■ Ação necessária 1
Altere a notícia sobre o negociador de paz morto em Cabul no trecho de "Maulvi Arsala Rahmani" até "polícia de Cabul.", inclusive, substituindo "Alto Conselho de Paz" por "Conselho Superior de Paz".
■ Ação necessária 2
Você pode continuar a notícia sobre o negociador de paz morto em Cabul a partir do ponto em que ela termina?

====== Trecho selecionado ======

Importante negociador de paz afegão é morto a tiros em Cabul

Homens armados atiraram em um dos mais importantes negociadores de paz afegão na capital Cabul, no domingo, segundo a polícia, desferindo outro golpe nas tentativas do país de negociar um acordo de paz com o Taliban.

HAMID SHALIZI, REUTERS

13 Maio 2012 | 12h27

Maulvi Arsala Rahmani era um dos membros mais antigos do Alto Conselho de Paz do Afeganistão, criado pelo presidente Hamid Karzai há dois anos para entrar em contato com os insurgentes.

"Ele (Rahmani) estava preso no trânsito quando um carro ao lado abriu fogo", disse o general Mohammad Zahir, chefe da unidade de investigações da polícia de Cabul.

O Taliban negou envolvimento com a morte de Rahmani, um desertor do grupo, mas com fortes laços com o movimento. "Outros estão envolvidos nisso", seu porta-voz Zabihullah Mujahid disse.

Rahmani estava a caminho de uma reunião com os legisladores e outros funcionários em um centro de mídia estatal, no centro diplomático de Cabul fortemente protegido, quando ele foi morto a tiros.

"O motorista não percebeu imediatamente que Rahmani tinha sido morto", o oficial de polícia Zahir disse à Reuters, acrescentando que ninguém havia sido preso em conexão com o tiroteio.

====== Material exibido ======

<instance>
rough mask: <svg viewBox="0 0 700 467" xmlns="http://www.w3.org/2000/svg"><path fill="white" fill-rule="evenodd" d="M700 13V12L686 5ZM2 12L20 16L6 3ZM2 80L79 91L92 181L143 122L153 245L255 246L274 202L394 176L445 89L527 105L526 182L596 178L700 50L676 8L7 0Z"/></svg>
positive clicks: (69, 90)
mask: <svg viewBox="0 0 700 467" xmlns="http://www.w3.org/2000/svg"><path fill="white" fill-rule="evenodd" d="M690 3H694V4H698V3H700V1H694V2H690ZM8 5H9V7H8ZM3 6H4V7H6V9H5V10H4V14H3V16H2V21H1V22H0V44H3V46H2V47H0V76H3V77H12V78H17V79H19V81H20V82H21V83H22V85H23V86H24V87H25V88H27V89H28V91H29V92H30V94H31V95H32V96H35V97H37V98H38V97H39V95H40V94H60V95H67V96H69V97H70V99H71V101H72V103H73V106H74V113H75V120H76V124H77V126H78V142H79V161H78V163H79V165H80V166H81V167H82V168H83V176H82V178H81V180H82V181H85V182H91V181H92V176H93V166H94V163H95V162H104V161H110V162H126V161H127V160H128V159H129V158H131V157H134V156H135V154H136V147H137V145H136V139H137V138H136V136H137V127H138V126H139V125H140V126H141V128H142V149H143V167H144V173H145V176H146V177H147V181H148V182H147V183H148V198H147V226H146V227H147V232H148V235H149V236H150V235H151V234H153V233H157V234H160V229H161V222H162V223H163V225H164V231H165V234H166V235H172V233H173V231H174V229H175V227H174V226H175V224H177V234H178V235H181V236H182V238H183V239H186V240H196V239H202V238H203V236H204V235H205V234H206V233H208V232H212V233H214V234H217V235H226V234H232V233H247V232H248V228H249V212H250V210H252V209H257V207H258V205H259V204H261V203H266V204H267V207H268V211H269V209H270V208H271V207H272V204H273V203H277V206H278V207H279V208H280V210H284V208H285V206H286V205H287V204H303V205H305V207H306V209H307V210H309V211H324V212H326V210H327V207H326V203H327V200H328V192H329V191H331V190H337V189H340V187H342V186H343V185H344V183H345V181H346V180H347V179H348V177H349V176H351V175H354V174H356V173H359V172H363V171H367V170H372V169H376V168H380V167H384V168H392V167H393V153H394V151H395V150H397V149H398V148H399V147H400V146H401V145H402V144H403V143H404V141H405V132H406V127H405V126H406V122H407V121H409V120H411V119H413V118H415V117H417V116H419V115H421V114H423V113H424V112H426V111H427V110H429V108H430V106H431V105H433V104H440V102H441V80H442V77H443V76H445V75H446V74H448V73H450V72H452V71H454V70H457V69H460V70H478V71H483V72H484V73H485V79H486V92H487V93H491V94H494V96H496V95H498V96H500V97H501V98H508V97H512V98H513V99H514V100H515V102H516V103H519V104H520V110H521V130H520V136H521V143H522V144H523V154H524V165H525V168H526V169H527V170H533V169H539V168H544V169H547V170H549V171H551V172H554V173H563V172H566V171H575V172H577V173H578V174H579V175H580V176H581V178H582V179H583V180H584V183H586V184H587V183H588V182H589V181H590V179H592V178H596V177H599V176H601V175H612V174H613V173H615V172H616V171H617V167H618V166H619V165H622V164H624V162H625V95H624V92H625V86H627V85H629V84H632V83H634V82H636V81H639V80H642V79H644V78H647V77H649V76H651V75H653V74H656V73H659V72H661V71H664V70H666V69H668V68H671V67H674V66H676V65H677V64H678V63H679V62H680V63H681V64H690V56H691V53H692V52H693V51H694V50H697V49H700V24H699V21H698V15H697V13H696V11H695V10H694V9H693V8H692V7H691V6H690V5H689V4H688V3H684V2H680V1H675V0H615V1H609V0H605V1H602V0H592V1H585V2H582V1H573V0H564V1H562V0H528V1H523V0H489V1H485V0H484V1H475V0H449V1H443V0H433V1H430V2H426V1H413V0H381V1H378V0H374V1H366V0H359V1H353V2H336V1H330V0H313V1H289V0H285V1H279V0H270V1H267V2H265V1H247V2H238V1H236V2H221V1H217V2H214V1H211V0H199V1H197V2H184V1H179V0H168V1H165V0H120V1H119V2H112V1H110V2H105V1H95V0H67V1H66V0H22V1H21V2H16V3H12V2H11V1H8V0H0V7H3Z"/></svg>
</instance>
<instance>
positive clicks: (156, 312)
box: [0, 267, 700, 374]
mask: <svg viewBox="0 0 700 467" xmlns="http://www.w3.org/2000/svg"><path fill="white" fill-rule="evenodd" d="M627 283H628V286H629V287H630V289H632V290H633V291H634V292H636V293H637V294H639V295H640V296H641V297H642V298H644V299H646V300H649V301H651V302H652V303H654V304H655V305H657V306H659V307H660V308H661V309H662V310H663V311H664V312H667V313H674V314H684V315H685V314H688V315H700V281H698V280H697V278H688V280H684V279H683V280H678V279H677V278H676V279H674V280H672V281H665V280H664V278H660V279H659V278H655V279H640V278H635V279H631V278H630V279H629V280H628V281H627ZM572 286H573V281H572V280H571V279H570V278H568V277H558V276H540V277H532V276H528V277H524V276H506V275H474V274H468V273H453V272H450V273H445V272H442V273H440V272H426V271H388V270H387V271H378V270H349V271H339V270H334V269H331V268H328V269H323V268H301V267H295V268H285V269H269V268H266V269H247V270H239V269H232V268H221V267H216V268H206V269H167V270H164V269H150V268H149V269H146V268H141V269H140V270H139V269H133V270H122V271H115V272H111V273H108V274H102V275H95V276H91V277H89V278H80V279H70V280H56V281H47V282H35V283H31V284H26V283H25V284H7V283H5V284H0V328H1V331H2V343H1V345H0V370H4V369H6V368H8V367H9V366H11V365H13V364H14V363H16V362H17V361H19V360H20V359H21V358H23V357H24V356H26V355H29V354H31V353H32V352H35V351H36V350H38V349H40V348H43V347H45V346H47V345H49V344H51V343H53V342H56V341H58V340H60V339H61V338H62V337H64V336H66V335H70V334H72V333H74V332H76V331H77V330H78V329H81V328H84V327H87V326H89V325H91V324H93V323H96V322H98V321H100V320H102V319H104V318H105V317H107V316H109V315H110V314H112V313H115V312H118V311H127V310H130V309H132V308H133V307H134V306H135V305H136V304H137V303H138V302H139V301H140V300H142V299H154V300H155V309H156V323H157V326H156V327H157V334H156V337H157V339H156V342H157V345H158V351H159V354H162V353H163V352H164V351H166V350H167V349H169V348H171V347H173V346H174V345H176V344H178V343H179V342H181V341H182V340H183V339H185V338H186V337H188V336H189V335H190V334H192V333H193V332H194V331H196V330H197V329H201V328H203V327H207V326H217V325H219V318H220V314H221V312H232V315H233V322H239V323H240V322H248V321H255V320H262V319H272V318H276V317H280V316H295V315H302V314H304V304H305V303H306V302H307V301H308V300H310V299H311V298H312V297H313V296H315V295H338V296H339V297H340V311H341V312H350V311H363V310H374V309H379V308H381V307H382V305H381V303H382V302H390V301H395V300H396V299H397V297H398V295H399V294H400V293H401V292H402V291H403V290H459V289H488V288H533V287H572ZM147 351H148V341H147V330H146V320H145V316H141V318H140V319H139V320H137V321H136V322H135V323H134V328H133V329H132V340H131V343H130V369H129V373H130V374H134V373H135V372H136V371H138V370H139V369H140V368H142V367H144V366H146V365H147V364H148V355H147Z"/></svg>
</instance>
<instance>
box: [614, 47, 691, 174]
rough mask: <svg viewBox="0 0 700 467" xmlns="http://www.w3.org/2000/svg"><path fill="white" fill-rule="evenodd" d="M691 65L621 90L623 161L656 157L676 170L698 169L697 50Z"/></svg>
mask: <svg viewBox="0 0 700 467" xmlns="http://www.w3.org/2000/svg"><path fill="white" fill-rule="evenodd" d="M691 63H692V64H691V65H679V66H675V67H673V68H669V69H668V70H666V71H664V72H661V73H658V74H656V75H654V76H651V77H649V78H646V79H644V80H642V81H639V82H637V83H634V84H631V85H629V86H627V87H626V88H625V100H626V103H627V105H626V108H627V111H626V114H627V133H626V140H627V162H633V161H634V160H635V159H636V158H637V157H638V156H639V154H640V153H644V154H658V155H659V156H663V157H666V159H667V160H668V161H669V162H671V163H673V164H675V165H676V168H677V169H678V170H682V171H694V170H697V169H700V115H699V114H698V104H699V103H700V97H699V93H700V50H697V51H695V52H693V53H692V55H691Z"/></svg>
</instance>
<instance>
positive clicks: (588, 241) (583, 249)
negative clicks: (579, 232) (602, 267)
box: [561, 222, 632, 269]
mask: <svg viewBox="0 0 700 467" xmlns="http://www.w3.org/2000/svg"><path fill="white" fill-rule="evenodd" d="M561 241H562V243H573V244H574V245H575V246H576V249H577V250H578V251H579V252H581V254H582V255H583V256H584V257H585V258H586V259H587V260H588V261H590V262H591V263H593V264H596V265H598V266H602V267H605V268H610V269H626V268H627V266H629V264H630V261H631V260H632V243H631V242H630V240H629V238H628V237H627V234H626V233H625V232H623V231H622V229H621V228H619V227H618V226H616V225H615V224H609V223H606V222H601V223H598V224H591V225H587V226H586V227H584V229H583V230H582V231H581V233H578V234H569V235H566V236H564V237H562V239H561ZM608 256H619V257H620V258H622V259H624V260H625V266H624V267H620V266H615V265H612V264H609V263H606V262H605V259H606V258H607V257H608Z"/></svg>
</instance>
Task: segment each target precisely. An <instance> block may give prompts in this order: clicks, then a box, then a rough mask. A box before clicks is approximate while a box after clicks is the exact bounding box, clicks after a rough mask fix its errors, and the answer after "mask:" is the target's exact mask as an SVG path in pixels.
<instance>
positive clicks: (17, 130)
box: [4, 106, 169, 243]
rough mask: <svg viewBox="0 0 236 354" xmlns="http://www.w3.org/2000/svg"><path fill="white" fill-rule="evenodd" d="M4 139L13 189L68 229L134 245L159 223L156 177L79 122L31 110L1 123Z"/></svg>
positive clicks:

======

■ Sua resposta 1
Maulvi Arsala Rahmani era um dos membros mais antigos do Conselho Superior de Paz do Afeganistão, criado pelo presidente Hamid Karzai há dois anos para entrar em contato com os insurgentes.

"Ele (Rahmani) estava preso no trânsito quando um carro ao lado abriu fogo", disse o general Mohammad Zahir, chefe da unidade de investigações da polícia de Cabul.

■ Sua resposta 2
O Taliban disse que sua morte não altera as negociações de paz. "Nós não acreditamos que é um grande golpe para os esforços de paz, porque o Conselho de Paz não tem conseguido nada", afirmou Mujahid à Reuters.

O Alto Conselho de Paz, composto por 70 membros, parece ter feito pouco progresso nas negociações com o Taliban para acabar com a guerra, agora em seu décimo primeiro ano.

Qualquer progresso foi severamente interrompido quando o seu chefe, o ex-presidente afegão Barhanuddin Rabbani, foi assassinado por um homem-bomba no ano passado. Ele foi então substituído por seu filho Salahuddin.

Rahmani disse à Reuters no início do ano estar otimista com as negociações de paz secretas com a organização, que teriam uma boa chance de sucesso, e que os talibans estavam prontos para moderar as suas posições fundamentalistas.